[[ EXERCISE MATERIALS, beginning ]]

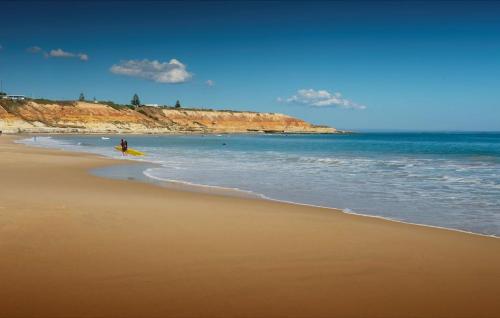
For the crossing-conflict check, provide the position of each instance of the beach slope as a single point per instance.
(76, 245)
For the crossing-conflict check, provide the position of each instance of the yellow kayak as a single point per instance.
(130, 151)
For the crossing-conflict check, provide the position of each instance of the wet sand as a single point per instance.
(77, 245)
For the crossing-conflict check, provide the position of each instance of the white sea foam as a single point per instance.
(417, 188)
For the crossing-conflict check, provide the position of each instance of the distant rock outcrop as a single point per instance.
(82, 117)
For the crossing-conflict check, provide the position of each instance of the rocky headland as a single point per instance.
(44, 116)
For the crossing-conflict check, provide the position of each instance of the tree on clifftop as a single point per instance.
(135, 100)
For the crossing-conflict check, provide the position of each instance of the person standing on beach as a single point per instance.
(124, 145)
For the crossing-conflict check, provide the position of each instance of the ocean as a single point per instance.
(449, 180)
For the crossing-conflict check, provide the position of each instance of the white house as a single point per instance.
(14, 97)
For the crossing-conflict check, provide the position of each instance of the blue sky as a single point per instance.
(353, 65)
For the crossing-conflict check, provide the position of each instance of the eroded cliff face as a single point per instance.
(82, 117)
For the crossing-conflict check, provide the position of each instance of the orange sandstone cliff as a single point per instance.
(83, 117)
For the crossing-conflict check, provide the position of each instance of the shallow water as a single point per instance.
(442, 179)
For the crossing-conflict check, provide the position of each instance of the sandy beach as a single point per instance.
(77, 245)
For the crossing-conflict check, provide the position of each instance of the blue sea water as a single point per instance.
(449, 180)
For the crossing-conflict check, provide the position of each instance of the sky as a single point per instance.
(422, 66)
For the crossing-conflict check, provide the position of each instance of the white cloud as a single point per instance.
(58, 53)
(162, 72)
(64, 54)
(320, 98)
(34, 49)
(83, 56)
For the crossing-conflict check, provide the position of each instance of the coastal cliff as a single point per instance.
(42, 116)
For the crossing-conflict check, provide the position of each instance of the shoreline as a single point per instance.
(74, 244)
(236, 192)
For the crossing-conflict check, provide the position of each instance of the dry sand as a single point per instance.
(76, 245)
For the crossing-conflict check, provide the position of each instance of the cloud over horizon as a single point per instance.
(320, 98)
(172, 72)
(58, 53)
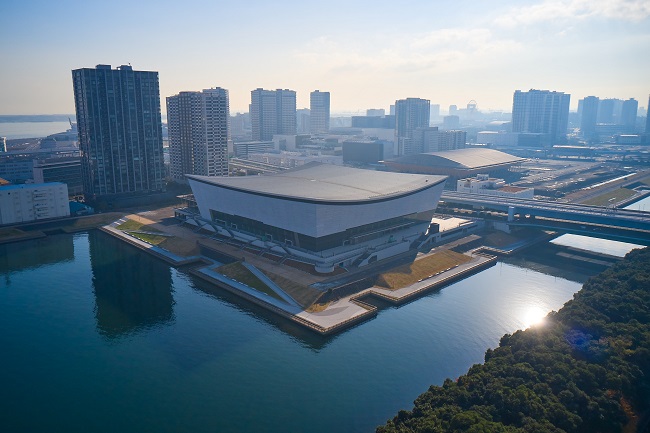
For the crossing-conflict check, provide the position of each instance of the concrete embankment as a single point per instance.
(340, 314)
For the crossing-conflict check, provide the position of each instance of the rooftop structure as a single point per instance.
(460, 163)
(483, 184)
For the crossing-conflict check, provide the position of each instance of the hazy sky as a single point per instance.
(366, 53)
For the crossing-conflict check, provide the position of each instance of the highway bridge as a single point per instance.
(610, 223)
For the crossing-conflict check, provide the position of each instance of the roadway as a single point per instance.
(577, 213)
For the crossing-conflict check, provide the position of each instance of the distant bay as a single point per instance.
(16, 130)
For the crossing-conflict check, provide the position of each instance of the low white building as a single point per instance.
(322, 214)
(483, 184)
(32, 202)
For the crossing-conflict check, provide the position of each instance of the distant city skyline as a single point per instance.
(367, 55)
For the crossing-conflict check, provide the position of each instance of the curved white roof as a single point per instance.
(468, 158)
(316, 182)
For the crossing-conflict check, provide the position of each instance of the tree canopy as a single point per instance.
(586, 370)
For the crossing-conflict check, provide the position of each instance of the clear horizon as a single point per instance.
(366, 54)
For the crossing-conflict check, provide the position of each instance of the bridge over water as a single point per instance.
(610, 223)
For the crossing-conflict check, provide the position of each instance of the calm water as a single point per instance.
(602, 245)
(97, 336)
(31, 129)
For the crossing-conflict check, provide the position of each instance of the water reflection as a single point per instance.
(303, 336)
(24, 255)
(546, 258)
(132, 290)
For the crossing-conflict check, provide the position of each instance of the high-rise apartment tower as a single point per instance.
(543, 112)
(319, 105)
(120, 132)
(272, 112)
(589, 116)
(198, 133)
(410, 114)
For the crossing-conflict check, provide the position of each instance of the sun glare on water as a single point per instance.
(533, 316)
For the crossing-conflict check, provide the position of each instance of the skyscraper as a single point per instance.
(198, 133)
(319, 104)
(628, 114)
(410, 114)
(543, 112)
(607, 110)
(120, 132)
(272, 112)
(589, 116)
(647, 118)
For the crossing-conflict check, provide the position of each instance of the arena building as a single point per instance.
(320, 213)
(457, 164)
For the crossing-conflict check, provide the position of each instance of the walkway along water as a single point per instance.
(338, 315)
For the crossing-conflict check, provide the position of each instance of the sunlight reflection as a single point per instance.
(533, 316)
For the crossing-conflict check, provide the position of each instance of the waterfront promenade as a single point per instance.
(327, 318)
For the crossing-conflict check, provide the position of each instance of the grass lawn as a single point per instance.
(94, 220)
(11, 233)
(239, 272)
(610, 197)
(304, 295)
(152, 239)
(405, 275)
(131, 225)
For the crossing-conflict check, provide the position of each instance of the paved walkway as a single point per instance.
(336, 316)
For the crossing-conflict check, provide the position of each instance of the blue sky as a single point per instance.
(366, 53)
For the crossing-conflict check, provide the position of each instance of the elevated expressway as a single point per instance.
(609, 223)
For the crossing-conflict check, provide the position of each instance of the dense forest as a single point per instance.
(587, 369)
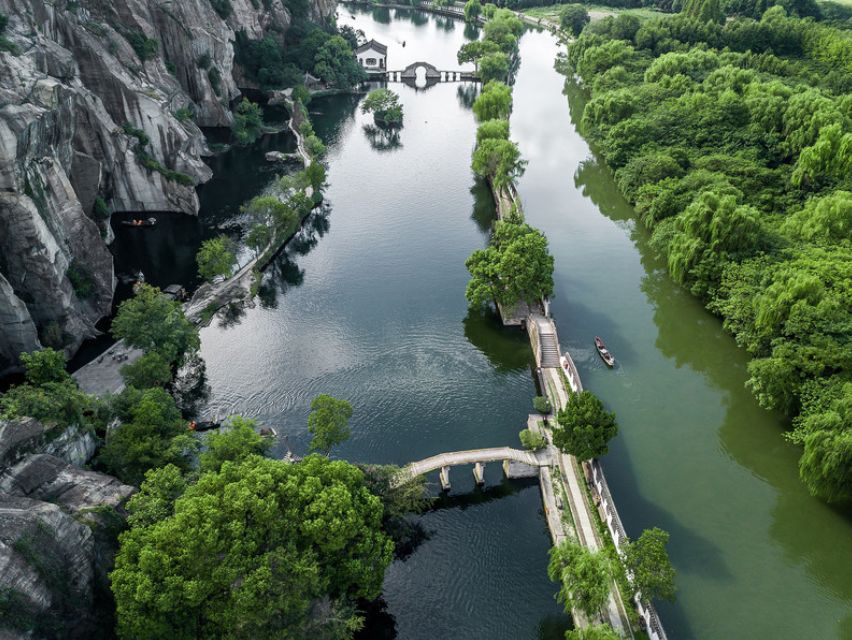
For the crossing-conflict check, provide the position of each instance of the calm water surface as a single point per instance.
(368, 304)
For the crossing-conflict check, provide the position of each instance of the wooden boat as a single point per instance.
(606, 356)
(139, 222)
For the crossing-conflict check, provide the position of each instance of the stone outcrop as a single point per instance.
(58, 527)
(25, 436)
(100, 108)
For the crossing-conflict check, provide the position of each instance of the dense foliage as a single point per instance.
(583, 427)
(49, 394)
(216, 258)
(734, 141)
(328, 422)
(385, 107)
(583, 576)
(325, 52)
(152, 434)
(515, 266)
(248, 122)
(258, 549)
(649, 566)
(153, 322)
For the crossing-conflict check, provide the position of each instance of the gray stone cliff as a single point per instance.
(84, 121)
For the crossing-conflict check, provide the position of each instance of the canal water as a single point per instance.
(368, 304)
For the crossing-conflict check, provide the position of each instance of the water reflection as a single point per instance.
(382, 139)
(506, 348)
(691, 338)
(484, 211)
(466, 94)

[[ EXERCISE MATERIALS, end ]]

The answer is the full set of records printed exactly, less the pictures.

For the crossing-conflict check, provide the position of each instance of the beach slope as a single point per instance.
(76, 245)
For the crossing-conflict check, provide the position of each instance of the yellow kayak as a single point per instance.
(130, 151)
For the crossing-conflict check, provide the position of each instance of the wet sand as a single point per instance.
(77, 245)
For the crossing-conflict check, provide the position of each instance of the white sea foam as a single point per instance.
(417, 188)
For the crossing-conflict check, provide the position of each instance of the distant rock outcrop as a single point per instance.
(82, 117)
For the crossing-conflict check, provide the position of each instance of the rocky headland as a single point per instance.
(44, 116)
For the crossing-conflict check, provide the position of each instance of the tree on clifftop as a single point per instance.
(135, 100)
For the crossing-conflict check, provide the position of each instance of the person standing on beach as a single point per instance.
(124, 145)
For the crossing-conflict check, provide the position of each instance of the ocean as a single point per instance.
(449, 180)
For the crossing-conflict check, provide the position of each instance of the white house as a single point per instance.
(14, 97)
For the crossing-conflict check, provide the position of each instance of the blue sky as a single point per instance.
(353, 65)
For the crossing-conflict check, provide the position of each instance of the eroded cliff face as a single point per instance.
(82, 117)
For the crossing-conflict check, provide the position of each instance of the orange sandstone cliff as a single point per instance.
(83, 117)
For the crossing-conflict check, provide the position of each instance of the shallow water as a single point per instance.
(442, 179)
For the crossing-conflict check, provide the position of each instance of the sandy beach as a single point per instance.
(77, 245)
For the crossing-conflict check, provide the position of each instance of the blue sea water as a single point per instance.
(449, 180)
For the crossing-conflict check, provide the position of each instance of the sky as a single point per instance.
(422, 66)
For the crossing-conflict check, provide the position of each instance of the white cloud as a single point per instance.
(58, 53)
(162, 72)
(64, 54)
(320, 98)
(34, 49)
(83, 56)
For the crossing-conflict check, provide the position of each instance of the coastal cliff as a single point per instance.
(42, 116)
For the crossing-conflict check, provide the position of each instance of the shoreline as a single point per instance.
(74, 244)
(236, 192)
For the crossing-conflict check, provide the position of each instance of the dry sand as a single point per instance.
(76, 245)
For the crossing-conflict check, provide the position of each instance of the cloud over horizon as a single point per instance.
(320, 98)
(172, 72)
(58, 53)
For the crossing-conflict check, provide the position of each instance of the concrete embankment as a single point per instance.
(340, 314)
For the crossing-conflict check, provide the position of each instance of the rooftop structure as a single point per instance.
(460, 163)
(483, 184)
For the crossing-conflict check, provide the position of each instance of the hazy sky as a single point per instance.
(366, 53)
For the crossing-conflict check, provide the position of each instance of the highway bridge as a single point per instance.
(610, 223)
For the crossing-conflict check, provide the position of each instance of the roadway as a single point per instance.
(577, 213)
For the crossing-conflict check, provide the position of each instance of the distant bay as a single point per instance.
(16, 130)
For the crossing-conflict check, provide the position of each instance of the low white building as a single point per instance.
(322, 214)
(483, 184)
(32, 202)
For the crossing-conflict check, provide the position of each instance of the distant city skyline as a single point per instance.
(367, 55)
For the crossing-conflict check, provide the position of each instance of the curved white roof as a single point per instance.
(468, 158)
(316, 182)
For the crossing-conflict check, provide the position of each instance of the tree canopy as a single point per instance.
(586, 370)
For the crossing-conflict check, provide the position of each instance of the clear horizon as a single point per instance.
(366, 54)
For the crossing-conflict check, provide the position of each instance of the bridge over water as a single point per instance.
(610, 223)
For the crossing-conflict check, provide the position of each instance of the calm water as a single point per instance.
(602, 245)
(97, 336)
(31, 129)
For the crossing-conflict check, provide the position of each instance of the water reflection as a single point per instance.
(303, 336)
(24, 255)
(546, 258)
(132, 290)
For the crossing-conflict check, provide the position of each instance of the high-rise apartment tower as a single point per instance.
(543, 112)
(319, 105)
(120, 132)
(272, 112)
(589, 116)
(198, 133)
(410, 114)
For the crossing-conflict check, provide the position of each instance of the sun glare on water as a single point per instance.
(533, 316)
For the crossing-conflict check, provide the position of each instance of the skyscraper as a single point per instance.
(198, 133)
(319, 104)
(628, 114)
(410, 114)
(543, 112)
(607, 110)
(120, 132)
(272, 112)
(589, 116)
(647, 118)
For the crossing-conflict check, provide the position of each instance of the arena building as a single point per instance.
(320, 213)
(457, 164)
For the crossing-conflict check, provide the position of each instance of the walkway along water as a single point per instance.
(338, 315)
For the crossing-conflict check, provide the position of each instance of the sunlight reflection as a single point per instance.
(533, 316)
For the crossing-conflict check, provide the position of each instance of the waterfront promenade as a single point per instance.
(327, 318)
For the crossing-conflict check, provide the position of each instance of the grass lawn as a single point per instance.
(94, 220)
(11, 233)
(239, 272)
(610, 197)
(304, 295)
(152, 239)
(405, 275)
(131, 225)
For the crossing-conflict check, provide the position of each instance of the paved walkway as a single point per instance.
(336, 316)
For the crossing-conflict check, provide the position of each instance of the blue sky as a single point per instance.
(366, 53)
For the crossing-conflict check, provide the position of each instance of the elevated expressway as a single point per instance.
(609, 223)
For the crossing-conflict check, provide the position of each instance of the dense forest as a single point per instance.
(587, 369)
For the crossing-conflict check, provide the position of each instance of the calm water surface as a single point per instance.
(368, 304)
For the crossing-conflict check, provide the position of each instance of the wooden boat as a single point per instance.
(606, 356)
(139, 222)
For the crossing-conflict check, provide the position of each instance of the stone outcrop as a single point per instance.
(58, 527)
(25, 436)
(100, 108)
For the crossing-conflict check, provide the position of each instance of the dense foliage as a single point per instance.
(583, 427)
(49, 394)
(216, 258)
(734, 141)
(328, 422)
(385, 107)
(583, 576)
(325, 52)
(152, 434)
(515, 266)
(248, 122)
(258, 549)
(649, 566)
(153, 322)
For the crossing-conflict check, provide the position of each instance of the gray stone cliff as a single point per instance.
(84, 121)
For the crossing-conflict check, provide the position of each instance of the canal water as a single point per instance.
(368, 304)
For the crossing-conflict check, provide the position of each instance of the water reflection as a single point per instance.
(382, 139)
(506, 348)
(691, 338)
(484, 211)
(466, 94)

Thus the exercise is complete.